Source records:
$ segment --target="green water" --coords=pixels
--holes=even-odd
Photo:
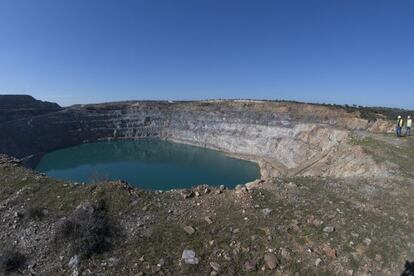
[[[63,180],[93,183],[122,179],[138,187],[157,190],[198,184],[234,187],[260,177],[256,163],[159,139],[65,148],[46,154],[36,169]]]

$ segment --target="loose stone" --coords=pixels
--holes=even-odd
[[[247,261],[244,263],[244,270],[246,272],[251,272],[256,270],[256,262],[254,261]]]
[[[216,262],[210,262],[211,268],[213,268],[215,271],[220,271],[220,264]]]
[[[80,264],[80,257],[78,255],[75,255],[72,258],[70,258],[68,266],[71,269],[75,269],[79,266],[79,264]]]
[[[192,234],[194,234],[194,232],[195,232],[195,229],[192,227],[192,226],[189,226],[189,225],[187,225],[187,226],[184,226],[184,231],[187,233],[187,234],[189,234],[189,235],[192,235]]]
[[[275,254],[273,254],[273,253],[267,253],[264,256],[264,261],[265,261],[266,266],[271,270],[273,270],[277,267],[277,258],[275,256]]]
[[[268,215],[270,215],[270,213],[272,213],[272,209],[270,208],[264,208],[262,209],[262,214],[267,217]]]
[[[325,233],[332,233],[335,231],[335,227],[333,226],[326,226],[325,228],[323,228],[323,232]]]
[[[315,266],[319,266],[322,263],[322,259],[321,258],[317,258],[315,261]]]
[[[208,224],[212,224],[213,221],[211,220],[210,217],[205,217],[204,220],[208,223]]]
[[[184,260],[184,263],[195,265],[198,264],[199,260],[196,257],[196,253],[193,250],[185,249],[181,258]]]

Your goal
Exactly as written, set down each line of the records, leaving out the pictures.

Your solution
$ segment --target="green water" --coords=pixels
--holes=even-odd
Photo:
[[[63,180],[93,183],[122,179],[138,187],[157,190],[198,184],[234,187],[260,177],[256,163],[159,139],[65,148],[46,154],[36,169]]]

$ segment --target="loose stone" --coords=pixels
--holes=even-odd
[[[247,261],[244,263],[244,270],[246,272],[251,272],[256,270],[256,262],[254,261]]]
[[[216,262],[210,262],[211,268],[213,268],[215,271],[220,271],[220,264]]]
[[[80,264],[80,257],[78,255],[75,255],[72,258],[70,258],[68,266],[71,269],[75,269],[79,266],[79,264]]]
[[[192,234],[194,234],[194,232],[195,232],[195,229],[192,227],[192,226],[189,226],[189,225],[187,225],[187,226],[184,226],[184,231],[187,233],[187,234],[189,234],[189,235],[192,235]]]
[[[275,254],[273,254],[273,253],[267,253],[264,256],[264,261],[265,261],[266,266],[271,270],[273,270],[277,267],[277,258],[275,256]]]
[[[268,215],[270,215],[270,213],[272,213],[272,209],[270,208],[264,208],[262,209],[262,214],[267,217]]]
[[[325,233],[332,233],[335,231],[335,227],[333,226],[326,226],[325,228],[323,228],[323,232]]]
[[[315,266],[319,266],[322,263],[322,259],[321,258],[317,258],[315,261]]]
[[[208,224],[212,224],[213,221],[211,220],[210,217],[205,217],[204,220],[208,223]]]
[[[184,260],[184,263],[195,265],[198,264],[199,260],[196,257],[196,253],[193,250],[185,249],[181,258]]]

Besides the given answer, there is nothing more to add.